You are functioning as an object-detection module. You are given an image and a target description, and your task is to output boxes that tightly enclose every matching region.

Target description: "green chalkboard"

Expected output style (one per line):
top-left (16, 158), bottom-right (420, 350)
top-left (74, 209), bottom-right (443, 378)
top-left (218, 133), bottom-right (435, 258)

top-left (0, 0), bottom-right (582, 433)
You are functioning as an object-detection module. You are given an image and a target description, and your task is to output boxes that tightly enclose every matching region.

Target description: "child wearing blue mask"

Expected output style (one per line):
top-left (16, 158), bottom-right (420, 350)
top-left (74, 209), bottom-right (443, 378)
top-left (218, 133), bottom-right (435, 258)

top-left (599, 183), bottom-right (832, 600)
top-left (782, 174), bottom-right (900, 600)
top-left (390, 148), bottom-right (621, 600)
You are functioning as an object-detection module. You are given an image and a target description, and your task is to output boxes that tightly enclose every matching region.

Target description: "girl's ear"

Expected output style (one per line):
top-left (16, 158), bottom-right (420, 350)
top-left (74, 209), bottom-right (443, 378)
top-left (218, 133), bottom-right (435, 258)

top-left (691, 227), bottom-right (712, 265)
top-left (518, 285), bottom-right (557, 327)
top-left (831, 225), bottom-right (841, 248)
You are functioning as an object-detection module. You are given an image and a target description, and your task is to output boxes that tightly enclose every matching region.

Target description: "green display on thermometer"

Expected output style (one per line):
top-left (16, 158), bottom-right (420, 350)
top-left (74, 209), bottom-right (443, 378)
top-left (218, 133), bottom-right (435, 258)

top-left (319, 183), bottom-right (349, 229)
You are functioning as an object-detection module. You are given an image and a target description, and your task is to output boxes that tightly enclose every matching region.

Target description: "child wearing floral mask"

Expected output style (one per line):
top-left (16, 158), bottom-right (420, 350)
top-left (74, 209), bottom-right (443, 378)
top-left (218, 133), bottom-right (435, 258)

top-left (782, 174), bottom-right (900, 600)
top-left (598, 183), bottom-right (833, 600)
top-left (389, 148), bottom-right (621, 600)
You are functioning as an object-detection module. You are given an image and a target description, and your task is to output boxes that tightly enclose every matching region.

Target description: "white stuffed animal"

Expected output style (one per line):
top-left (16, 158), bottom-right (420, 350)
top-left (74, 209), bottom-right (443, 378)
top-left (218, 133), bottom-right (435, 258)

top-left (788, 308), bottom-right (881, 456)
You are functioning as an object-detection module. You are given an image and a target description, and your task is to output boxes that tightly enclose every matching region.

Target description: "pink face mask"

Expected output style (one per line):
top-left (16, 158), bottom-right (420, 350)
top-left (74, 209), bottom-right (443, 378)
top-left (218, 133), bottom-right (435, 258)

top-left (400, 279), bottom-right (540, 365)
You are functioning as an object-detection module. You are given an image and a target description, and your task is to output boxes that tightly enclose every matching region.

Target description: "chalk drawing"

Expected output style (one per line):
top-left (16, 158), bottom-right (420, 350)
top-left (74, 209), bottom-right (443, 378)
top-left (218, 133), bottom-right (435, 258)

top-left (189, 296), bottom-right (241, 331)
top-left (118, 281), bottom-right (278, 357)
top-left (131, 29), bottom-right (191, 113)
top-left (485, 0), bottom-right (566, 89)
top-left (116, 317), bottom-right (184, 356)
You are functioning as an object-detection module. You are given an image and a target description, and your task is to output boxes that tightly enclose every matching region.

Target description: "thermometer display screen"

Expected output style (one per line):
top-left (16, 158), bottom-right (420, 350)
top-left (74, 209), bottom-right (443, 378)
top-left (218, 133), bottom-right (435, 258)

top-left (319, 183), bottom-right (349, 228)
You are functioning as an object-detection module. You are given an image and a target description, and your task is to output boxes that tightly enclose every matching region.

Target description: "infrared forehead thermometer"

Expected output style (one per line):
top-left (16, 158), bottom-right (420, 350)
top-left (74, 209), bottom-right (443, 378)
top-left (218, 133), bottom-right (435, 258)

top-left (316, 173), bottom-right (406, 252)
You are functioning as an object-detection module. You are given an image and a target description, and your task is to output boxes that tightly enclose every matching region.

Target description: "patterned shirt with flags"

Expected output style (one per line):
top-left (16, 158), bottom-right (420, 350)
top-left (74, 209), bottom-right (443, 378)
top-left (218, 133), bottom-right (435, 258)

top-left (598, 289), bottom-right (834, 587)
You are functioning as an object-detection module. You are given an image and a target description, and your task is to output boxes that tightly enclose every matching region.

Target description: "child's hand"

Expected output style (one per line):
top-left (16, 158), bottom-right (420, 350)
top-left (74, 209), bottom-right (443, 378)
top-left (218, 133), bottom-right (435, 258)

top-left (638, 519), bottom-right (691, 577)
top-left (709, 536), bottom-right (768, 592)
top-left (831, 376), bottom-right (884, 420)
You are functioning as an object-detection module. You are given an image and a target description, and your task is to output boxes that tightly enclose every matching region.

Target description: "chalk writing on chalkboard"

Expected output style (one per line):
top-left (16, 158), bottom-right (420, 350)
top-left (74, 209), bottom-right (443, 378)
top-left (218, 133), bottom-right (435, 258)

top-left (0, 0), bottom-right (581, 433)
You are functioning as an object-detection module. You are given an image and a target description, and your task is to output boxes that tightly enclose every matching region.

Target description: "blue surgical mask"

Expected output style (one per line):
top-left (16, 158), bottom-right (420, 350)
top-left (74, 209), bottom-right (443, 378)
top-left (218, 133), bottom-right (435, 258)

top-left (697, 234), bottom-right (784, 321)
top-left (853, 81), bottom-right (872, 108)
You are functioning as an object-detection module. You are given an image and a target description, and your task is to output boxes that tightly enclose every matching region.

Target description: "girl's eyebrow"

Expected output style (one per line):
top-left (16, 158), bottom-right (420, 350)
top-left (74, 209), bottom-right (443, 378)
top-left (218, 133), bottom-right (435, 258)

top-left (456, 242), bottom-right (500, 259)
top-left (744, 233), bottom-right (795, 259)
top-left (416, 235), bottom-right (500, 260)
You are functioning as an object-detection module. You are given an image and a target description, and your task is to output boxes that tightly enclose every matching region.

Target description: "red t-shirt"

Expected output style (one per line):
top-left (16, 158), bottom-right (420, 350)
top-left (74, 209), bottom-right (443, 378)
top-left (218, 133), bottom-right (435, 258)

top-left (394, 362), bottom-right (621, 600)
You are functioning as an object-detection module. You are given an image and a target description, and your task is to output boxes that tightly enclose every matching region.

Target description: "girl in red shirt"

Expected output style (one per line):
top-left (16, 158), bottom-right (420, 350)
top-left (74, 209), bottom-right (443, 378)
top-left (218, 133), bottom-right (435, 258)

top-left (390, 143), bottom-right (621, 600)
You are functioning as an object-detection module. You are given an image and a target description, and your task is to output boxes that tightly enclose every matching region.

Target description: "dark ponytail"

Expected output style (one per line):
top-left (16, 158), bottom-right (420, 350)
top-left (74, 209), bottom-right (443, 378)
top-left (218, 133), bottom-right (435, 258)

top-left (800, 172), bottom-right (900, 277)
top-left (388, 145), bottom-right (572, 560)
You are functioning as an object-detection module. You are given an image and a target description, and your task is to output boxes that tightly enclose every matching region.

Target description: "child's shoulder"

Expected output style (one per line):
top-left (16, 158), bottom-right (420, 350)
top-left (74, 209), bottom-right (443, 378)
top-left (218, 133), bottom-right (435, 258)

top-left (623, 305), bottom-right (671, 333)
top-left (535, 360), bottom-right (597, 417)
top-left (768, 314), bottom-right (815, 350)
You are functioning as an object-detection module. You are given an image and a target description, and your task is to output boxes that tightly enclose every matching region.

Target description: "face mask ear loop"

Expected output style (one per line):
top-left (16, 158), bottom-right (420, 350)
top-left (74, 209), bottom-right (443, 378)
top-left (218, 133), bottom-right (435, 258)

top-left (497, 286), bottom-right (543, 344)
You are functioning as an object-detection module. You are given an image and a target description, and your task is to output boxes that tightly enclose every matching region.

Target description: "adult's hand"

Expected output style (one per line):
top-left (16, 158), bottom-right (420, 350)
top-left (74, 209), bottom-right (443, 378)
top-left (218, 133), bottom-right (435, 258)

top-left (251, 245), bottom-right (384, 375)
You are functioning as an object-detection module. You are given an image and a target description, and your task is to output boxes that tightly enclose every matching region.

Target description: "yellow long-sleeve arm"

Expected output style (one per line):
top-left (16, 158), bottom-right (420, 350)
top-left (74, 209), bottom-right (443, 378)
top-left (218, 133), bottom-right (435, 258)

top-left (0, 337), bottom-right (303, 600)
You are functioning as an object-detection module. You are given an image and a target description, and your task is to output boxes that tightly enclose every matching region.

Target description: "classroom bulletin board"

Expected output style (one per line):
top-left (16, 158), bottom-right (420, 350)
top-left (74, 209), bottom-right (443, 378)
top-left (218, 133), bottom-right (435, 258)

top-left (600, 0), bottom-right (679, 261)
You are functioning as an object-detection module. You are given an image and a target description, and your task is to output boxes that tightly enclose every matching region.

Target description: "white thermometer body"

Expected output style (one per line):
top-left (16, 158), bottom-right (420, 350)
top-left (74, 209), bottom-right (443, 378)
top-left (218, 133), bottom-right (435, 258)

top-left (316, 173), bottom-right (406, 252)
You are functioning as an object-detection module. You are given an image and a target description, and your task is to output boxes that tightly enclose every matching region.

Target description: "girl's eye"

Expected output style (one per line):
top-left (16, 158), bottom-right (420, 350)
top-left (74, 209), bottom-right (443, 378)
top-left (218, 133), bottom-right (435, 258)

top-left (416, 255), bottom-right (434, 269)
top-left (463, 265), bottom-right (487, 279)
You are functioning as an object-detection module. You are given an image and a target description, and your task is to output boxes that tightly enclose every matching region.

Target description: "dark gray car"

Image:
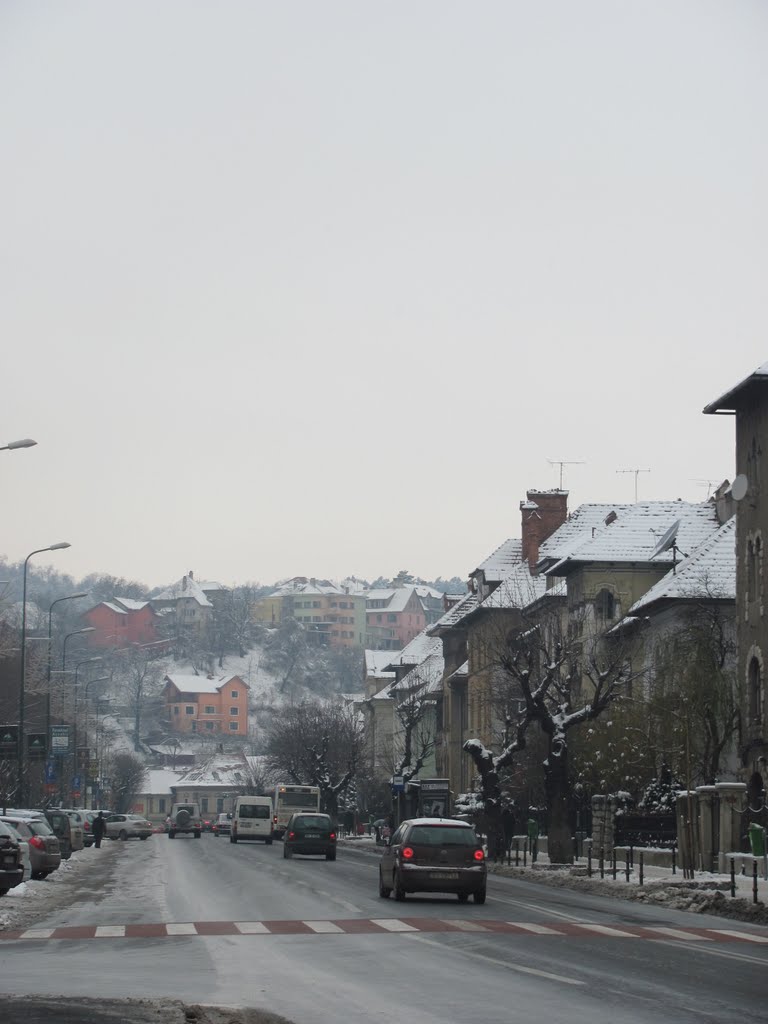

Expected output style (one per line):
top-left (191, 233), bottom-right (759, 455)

top-left (2, 814), bottom-right (61, 879)
top-left (379, 818), bottom-right (487, 903)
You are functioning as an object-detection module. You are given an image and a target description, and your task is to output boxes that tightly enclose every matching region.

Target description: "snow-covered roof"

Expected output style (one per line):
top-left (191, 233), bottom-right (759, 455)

top-left (470, 538), bottom-right (522, 583)
top-left (366, 650), bottom-right (397, 679)
top-left (141, 768), bottom-right (181, 797)
top-left (387, 630), bottom-right (442, 666)
top-left (478, 561), bottom-right (547, 611)
top-left (703, 362), bottom-right (768, 414)
top-left (174, 754), bottom-right (250, 790)
top-left (165, 672), bottom-right (248, 693)
top-left (537, 503), bottom-right (632, 566)
top-left (629, 516), bottom-right (736, 615)
top-left (427, 594), bottom-right (479, 637)
top-left (113, 597), bottom-right (150, 611)
top-left (547, 501), bottom-right (720, 575)
top-left (101, 601), bottom-right (128, 615)
top-left (153, 577), bottom-right (213, 608)
top-left (366, 587), bottom-right (428, 611)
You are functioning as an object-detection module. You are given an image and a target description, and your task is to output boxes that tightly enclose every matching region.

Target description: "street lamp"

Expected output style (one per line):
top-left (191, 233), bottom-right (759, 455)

top-left (17, 544), bottom-right (72, 807)
top-left (0, 437), bottom-right (37, 450)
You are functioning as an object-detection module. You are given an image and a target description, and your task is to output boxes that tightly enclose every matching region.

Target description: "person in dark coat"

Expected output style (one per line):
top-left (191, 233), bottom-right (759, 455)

top-left (91, 811), bottom-right (106, 850)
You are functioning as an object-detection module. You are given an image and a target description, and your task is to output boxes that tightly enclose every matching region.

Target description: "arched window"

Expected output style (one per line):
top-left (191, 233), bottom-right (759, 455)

top-left (595, 587), bottom-right (616, 621)
top-left (746, 657), bottom-right (763, 722)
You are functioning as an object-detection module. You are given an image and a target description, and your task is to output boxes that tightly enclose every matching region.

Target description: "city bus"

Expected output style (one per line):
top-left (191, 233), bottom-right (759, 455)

top-left (273, 782), bottom-right (319, 839)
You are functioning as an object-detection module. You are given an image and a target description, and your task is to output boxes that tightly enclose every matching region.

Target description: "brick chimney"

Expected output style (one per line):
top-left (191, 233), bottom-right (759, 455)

top-left (520, 490), bottom-right (568, 570)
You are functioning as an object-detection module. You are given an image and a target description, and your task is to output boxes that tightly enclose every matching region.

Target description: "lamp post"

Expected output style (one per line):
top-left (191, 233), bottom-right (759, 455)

top-left (80, 676), bottom-right (112, 807)
top-left (17, 544), bottom-right (71, 807)
top-left (0, 437), bottom-right (37, 450)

····················

Instructions to follow:
Please identify each line in the records above that contains the word "girl" and copy those lines.

Answer:
Target description: "girl's ear"
Target description: "girl's eyebrow"
Target description: "girl in red shirt"
Target description: "girl's eye"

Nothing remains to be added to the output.